READING PASSAGE:
★ ★ ★ ★
YHWH Nailgun
45 Pounds


4.0
excellent

Review

by DadKungFu STAFF
March 21st, 2025 | 17 replies


Release Date: 03/21/2025 | Tracklist

Review Summary: Dancing on dissociatives with a high grade fever

YHWH Nailgun are the kind of band that picks a starkly original sound and runs on that single rail like a blazing freight train into obscurity’s night. Like Buck Gooter, Ed Schrader’s Music Beat, Buice, Truck Violence and countless others that deserved more attention than they ever got, YHWH Nailgun are a band that know that good night is coming, and are raging like Old Testament YHWH through it all. But unlike so many acts that build themselves around apocalyptic fury, this isn’t about intimidation—it’s not hostile, but rather relentless, a whirling fever dream that clings like flypaper, a plunge into disorienting places where the air congeals into a nausea-inducing haze.

45 Pounds makes picking apart the minutiae of genre tags feel like an inadequate exercise. The artists involved would most likely consider that high praise. Yes, it rocks. Yes, it opens with a squall of feedback into wild, woozy synthwork and feral expectorations of incoherent yowling, sure it might be built on the beams and girders of what we want to call noise rock, and yes, it is noisy, as the machine gun glitch-out of Pain Fountain amply demonstrates. Alright,so it’s really not that angry, whatever Zack Borzone may be bellowing. This isn’t any kind of confrontation, the last thing happening here is machismo posing or glandular flexion. But Mamaleek bellows n’ groans paired with frantic polyrhythms and woozy keyboards? The spiritual son of Zach Hill swinging an ungainly flesh weight in fun sized, luching grooves over the same klaxon guitars and nerve-stripping synthesizers? That’s a noise that buries itself directly in the depths of my spinal fluid.

The drums are the easy star of the show here, not a standalone heroic or anything, but rather the elevating element that carries this out of skin-crawling oddity and into something elevated from the bottomless morass of the weird. Thisthing dances, dances real ugly, lurching like an ungainly animal that isn’t meant to be on two legs, dances like an ox with a head wound.The lock this music has on itself is tightly wound enough to be a wild, swinging mechanical counterweight, a machine with no intention lurching in its drunken dance. Everything here bows to the unassailable altar of the groove.
★ ★ ★ ★
DATA RECORDS:
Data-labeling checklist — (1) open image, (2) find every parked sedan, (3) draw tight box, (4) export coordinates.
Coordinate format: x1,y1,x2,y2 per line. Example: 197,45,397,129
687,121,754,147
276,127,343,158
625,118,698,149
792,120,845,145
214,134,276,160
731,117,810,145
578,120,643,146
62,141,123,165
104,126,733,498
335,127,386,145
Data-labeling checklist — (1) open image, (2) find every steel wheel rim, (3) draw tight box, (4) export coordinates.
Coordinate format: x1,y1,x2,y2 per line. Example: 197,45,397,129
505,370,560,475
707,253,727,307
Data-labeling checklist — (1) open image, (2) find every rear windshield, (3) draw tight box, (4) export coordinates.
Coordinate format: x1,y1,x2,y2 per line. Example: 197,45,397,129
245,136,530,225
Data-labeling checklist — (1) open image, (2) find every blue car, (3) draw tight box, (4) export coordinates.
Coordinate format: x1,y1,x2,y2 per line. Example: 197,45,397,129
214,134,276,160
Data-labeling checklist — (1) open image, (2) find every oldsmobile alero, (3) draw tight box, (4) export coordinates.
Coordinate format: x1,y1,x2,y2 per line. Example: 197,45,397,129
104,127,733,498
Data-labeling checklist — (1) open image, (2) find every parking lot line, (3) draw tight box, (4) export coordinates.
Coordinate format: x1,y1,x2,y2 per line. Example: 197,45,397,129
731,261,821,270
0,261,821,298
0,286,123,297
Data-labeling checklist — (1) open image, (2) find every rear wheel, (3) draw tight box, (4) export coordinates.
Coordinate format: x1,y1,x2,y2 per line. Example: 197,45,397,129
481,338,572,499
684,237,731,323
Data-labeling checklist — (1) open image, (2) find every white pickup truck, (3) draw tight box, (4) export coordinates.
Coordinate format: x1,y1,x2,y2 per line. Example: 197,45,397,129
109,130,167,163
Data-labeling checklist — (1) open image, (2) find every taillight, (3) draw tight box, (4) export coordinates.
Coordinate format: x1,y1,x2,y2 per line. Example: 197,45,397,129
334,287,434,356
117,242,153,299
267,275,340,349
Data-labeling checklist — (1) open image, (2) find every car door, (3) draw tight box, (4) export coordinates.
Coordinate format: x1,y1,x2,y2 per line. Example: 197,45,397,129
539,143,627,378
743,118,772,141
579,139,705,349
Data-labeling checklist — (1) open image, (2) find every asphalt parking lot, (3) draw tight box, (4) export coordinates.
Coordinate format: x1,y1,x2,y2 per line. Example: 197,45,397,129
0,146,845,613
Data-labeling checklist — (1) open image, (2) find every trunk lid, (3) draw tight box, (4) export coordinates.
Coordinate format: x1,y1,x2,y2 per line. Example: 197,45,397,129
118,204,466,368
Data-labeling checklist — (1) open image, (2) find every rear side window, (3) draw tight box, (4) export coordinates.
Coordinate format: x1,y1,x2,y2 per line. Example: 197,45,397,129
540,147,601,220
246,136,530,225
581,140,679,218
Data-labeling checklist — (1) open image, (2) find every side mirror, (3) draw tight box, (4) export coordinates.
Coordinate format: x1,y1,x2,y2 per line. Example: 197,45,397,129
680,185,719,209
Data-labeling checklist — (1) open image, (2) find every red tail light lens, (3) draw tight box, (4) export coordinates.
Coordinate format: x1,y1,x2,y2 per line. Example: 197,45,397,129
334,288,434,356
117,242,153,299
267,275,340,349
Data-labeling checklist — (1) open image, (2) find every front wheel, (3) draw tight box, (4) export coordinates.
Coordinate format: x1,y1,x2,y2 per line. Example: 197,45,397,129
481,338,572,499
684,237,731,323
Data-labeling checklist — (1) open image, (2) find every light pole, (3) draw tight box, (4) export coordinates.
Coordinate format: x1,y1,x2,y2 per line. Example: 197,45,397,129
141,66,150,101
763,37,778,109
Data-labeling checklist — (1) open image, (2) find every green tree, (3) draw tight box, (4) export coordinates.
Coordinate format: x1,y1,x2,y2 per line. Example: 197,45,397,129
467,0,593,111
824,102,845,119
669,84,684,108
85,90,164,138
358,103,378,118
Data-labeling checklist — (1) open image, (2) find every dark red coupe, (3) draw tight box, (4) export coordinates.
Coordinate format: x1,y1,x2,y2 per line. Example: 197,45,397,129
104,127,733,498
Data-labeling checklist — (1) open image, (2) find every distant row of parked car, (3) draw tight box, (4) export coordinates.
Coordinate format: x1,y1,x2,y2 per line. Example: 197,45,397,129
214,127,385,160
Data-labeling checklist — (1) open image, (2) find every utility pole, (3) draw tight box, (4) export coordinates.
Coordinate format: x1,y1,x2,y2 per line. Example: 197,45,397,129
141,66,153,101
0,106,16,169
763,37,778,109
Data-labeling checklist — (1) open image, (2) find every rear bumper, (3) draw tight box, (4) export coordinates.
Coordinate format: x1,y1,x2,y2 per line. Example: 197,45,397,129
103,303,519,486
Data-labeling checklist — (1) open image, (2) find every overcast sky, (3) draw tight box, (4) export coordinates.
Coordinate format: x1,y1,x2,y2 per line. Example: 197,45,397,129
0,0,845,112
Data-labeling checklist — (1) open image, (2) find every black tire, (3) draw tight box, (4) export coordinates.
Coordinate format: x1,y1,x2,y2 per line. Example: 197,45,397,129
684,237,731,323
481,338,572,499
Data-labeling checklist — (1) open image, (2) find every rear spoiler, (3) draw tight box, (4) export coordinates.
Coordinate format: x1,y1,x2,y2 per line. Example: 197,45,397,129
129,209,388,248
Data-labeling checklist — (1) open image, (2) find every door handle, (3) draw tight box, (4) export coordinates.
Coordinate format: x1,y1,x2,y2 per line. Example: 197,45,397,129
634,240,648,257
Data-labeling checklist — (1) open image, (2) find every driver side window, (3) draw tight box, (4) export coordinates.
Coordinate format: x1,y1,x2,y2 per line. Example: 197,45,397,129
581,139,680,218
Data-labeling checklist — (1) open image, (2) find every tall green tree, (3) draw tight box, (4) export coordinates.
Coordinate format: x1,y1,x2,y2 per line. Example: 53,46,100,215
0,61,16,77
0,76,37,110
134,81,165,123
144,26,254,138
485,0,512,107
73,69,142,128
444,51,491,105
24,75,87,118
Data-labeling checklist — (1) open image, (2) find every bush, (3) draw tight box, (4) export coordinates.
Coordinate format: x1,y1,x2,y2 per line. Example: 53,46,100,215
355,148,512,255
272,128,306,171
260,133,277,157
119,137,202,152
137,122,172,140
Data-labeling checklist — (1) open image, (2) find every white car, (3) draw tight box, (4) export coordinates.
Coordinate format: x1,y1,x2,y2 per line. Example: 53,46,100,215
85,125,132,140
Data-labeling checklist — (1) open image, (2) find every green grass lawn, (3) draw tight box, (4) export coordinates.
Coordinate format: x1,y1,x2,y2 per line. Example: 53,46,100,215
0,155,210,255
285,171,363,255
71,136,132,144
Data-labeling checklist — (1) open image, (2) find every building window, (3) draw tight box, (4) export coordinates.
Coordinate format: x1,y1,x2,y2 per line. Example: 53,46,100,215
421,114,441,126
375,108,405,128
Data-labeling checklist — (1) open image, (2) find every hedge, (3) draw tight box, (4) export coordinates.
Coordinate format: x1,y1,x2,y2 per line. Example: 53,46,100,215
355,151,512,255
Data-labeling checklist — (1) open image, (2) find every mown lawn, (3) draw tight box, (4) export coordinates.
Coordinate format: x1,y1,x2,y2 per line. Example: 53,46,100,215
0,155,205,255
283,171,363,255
★ ★ ★ ★
TASKS:
#1 In the review of YHWH Nailgun's 45 Pounds, which element is called the easy star of the show?
#2 Carry on the review of YHWH Nailgun's 45 Pounds past its final sentence, keeping its voice.

RESPONSES FOR EACH TASK:
#1 The drums.

#2
Vocalist Zack Borzone has enough janky charisma dripping from his gills that he can afford to spew it around the stage with abandon. He doesn’t just shout or scream—he wheezes, he bellows, he snarls like he’s been gargling battery acid. Lord knows I can’t piece together more than scattered chunks of what he’s saying but the words aren’t exactly the point, are they? It’s not the language so much as it’s the voice, where it fits in the drums’ attack, the trough and crest of the waves of synthesizer, where a guttural bark pops against the time signature, where a whisper crawls underneath it. He’s the sole point and source for the band’s violence, and the heart and soul of it.

My new greatest desire in life is to catch this band live while they still exist. Is it going to alienate some people? Sure, if your affinity is for the turbid and stodgy. This kind of originality is as apt to draw cries of “bullshit” as it is intrigue. And for a band with this much life and honed-in focus in them, I think that really doesn’t make a difference. Could there stand to be a little more variety in their woozy, groove-driven attack? Yeah, sure. Could a dose of greater ambition really let this band flourish? Ok, maybe. But whether they burn out sooner or stick around long enough to become cult heroes, 45 Pounds is the kind of record that will leave a mark—on your eardrums, on your nerves, on your ability to process sound in a rational manner. Some bands are content to exist within the confines of a scene, to make their mark in a way that’s easily categorized and understood. YHWH Nailgun aren’t one of those bands.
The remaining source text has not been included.